REQUIRED WORK
Verbatim output of all the material below is required.

▬▬▬

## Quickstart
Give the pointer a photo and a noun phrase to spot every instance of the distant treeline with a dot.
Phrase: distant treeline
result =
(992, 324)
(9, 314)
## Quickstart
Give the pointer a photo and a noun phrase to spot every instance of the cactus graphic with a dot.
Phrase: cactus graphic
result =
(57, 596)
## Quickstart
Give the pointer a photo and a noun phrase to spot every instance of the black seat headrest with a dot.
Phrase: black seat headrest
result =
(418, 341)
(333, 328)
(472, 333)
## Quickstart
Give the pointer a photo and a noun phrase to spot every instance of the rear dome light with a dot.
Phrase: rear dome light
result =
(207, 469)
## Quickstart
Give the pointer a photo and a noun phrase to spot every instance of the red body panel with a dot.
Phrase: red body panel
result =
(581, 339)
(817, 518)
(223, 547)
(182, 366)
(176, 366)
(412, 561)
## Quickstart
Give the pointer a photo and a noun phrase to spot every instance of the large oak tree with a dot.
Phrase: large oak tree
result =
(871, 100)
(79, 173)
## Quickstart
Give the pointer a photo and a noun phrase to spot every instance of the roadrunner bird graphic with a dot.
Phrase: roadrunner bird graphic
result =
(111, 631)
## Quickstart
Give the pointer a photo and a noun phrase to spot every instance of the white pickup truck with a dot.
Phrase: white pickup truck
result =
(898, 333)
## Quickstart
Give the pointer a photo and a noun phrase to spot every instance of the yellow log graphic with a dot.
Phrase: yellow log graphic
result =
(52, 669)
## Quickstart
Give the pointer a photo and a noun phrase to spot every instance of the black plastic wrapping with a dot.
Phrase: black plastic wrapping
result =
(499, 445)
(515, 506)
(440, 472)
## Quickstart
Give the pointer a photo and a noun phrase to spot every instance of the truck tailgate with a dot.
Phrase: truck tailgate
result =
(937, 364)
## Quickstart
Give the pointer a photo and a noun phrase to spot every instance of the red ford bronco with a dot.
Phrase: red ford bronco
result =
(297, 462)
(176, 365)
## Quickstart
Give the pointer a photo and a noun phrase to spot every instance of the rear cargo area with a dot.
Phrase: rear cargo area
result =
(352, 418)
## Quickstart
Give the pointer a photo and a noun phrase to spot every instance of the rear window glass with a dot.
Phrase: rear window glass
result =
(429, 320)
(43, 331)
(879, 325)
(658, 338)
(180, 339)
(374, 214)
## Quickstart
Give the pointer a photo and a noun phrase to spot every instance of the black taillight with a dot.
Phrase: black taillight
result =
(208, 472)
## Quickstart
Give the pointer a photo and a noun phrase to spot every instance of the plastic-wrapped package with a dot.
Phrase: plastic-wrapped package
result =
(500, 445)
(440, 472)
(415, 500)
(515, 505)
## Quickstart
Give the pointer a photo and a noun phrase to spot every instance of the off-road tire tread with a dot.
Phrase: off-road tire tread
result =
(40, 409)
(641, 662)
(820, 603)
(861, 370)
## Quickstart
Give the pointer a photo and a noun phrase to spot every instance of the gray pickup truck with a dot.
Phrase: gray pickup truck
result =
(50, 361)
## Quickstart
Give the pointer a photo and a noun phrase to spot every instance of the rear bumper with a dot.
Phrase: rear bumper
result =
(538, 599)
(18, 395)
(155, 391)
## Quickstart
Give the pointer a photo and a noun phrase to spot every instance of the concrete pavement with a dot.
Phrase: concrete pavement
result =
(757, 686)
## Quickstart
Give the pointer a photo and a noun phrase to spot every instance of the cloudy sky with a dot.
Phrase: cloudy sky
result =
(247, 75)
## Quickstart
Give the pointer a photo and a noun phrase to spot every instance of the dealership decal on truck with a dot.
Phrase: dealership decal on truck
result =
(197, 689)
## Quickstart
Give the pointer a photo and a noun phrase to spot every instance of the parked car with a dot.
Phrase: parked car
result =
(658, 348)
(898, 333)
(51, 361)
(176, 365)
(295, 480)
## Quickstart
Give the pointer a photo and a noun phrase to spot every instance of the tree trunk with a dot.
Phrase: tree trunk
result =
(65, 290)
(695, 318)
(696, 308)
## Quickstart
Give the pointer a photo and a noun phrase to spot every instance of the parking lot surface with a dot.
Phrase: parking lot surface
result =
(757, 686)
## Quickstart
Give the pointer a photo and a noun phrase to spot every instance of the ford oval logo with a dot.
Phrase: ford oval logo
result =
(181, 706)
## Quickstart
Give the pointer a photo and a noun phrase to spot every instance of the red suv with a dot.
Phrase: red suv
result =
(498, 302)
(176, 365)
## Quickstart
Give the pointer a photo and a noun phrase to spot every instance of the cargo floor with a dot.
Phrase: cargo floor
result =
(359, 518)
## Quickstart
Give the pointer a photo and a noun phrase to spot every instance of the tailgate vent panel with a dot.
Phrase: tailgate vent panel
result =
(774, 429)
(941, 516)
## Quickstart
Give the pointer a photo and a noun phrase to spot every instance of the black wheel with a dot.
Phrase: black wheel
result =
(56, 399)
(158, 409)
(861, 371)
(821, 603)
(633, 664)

▬▬▬

OUTPUT BELOW
## Quickstart
Give the pointer a photo and a noun phrase to spot every instance of the distant treeline with a dot.
Phrase: distant treeline
result =
(992, 324)
(9, 314)
## Quickstart
Give the pointer a photo and a noun phrase to spot every instance of the cactus graphic with a dot.
Phrase: cactus graphic
result =
(57, 596)
## Quickstart
Give the pointer a photo and a noun phrase to spot every instance of the black seat headrest with a dot.
Phrase: black seat headrest
result =
(418, 341)
(333, 328)
(472, 333)
## Quickstart
Give the pointer a photo and a noun phrase to spot every instance of the rear dome light with a dot.
Phrase: rear dome light
result =
(207, 469)
## Quickstart
Give the pointer a photo and a noun phrase to spot every instance of the red body panel with a dot.
Phrase: red body panel
result =
(581, 339)
(817, 518)
(223, 547)
(182, 366)
(176, 366)
(412, 561)
## Quickstart
Give the pointer a photo and a noun phrase to spot every instance of the large oak tree with a dot.
Phrase: large oak tree
result =
(871, 100)
(79, 173)
## Quickstart
Give the pointer a photo and a noun phrase to spot every instance of the roadrunner bird graphic with a dot.
Phrase: roadrunner bird graphic
result =
(111, 631)
## Quickstart
Give the pointer a photo and a noun phrase to spot every instance of the white pickup truck with a dot.
Phrase: white pickup truck
result =
(898, 333)
## Quickstart
Give the pointer a photo and a noun phrase to spot every instance of the yellow log graphic with a dot.
Phrase: yellow log graphic
result =
(52, 669)
## Quickstart
Give the pointer a photo and a noun phrase to spot every instance of the black plastic wrapping with a dot.
Phrase: black plastic wrapping
result =
(499, 445)
(515, 506)
(440, 472)
## Quickstart
Give the pointer a photo and a noun phrase to spot every instance of the truck tailgate with a dot.
Phrase: truck tailgate
result =
(937, 364)
## Quickstart
Give the pointer a photo and a noun phrase to spot every instance of the red ford bronco with a dot.
Phrase: red ford bronco
result =
(297, 462)
(176, 365)
## Quickstart
Give the pointer a photo and a noun phrase to spot every instance of the rear cargo area with a dot.
Phrase: rear cargo area
result =
(352, 418)
## Quickstart
Give the pointer a photo and a noun phrase to spot every instance of the rear window glass with a dot.
Phrase: rear window glass
result =
(429, 320)
(43, 331)
(879, 325)
(658, 338)
(180, 339)
(374, 214)
## Quickstart
Give the pointer a photo and a noun phrase to spot every instance of the black taillight with a dot.
Phrase: black taillight
result =
(208, 472)
## Quickstart
Give the pointer a photo and a noun phrase to spot every instance of the plastic-wrapped package with a dot.
Phrase: plastic-wrapped package
result =
(500, 445)
(440, 472)
(415, 500)
(515, 505)
## Quickstart
Give the pointer a photo and a noun phrase to spot every instance of the off-road tire tread with a dot.
Phrase: off-road tire tread
result =
(40, 409)
(641, 662)
(820, 603)
(861, 370)
## Quickstart
Give the pointer a photo and a noun phrase to spot every instance of the gray pickup truck with a dot.
Phrase: gray pickup truck
result =
(50, 361)
## Quickstart
Give the pointer a photo and a noun phrase to spot every instance of the rear bumper with a dot.
Phrase: rear bumper
result =
(538, 599)
(18, 395)
(155, 391)
## Quickstart
Give the pointer a photo and a noun phrase to spot every instance of the concrete pavement with a dot.
Phrase: concrete pavement
result =
(757, 686)
## Quickstart
Give the pointer a photo and a noun phrase to spot every instance of the cloudy sky with a dot.
Phrase: cloudy sky
result =
(247, 75)
## Quickstart
Give the pointer a photo and a noun phrase to spot every instance of the dealership decal on truck with a dot.
Phrase: dealership decal on truck
result =
(197, 689)
## Quickstart
Give the pointer a photo and a noun phrase to spot every instance of the parked car with a dot.
Phrase: parked car
result =
(658, 348)
(898, 333)
(51, 361)
(176, 365)
(295, 480)
## Quickstart
Give the pointer a photo and a noun phrase to spot every instance of the tree trunk with a dot.
Phrase: tree trunk
result =
(65, 290)
(695, 318)
(696, 308)
## Quickstart
Give the pointer a photo and a noun phrase to spot every instance of the parking lot surface with a dot.
Phrase: parking lot surface
result =
(757, 686)
## Quickstart
Give the pointer a photo and a noun phrase to spot every instance of the ford oval logo with a dot.
Phrase: ford oval logo
result =
(181, 706)
## Quickstart
Give the pointer a photo and a noun phrase to spot every instance of the red suv with a dot.
Phrase: red suv
result =
(498, 302)
(176, 365)
## Quickstart
Give the pointer a photo and a noun phrase to spot every instance of the cargo floor with a dot.
Phrase: cargo floor
result =
(359, 518)
## Quickstart
Give the pointer a photo and a noun phrase to spot every instance of the tailgate vent panel with a dot.
Phrase: tailgate vent panel
result =
(774, 429)
(941, 516)
## Quickstart
Give the pointer a photo and a noun phrase to spot every instance of the black wheel with a dot.
Phrase: black wheel
result =
(56, 399)
(158, 409)
(861, 371)
(821, 603)
(633, 664)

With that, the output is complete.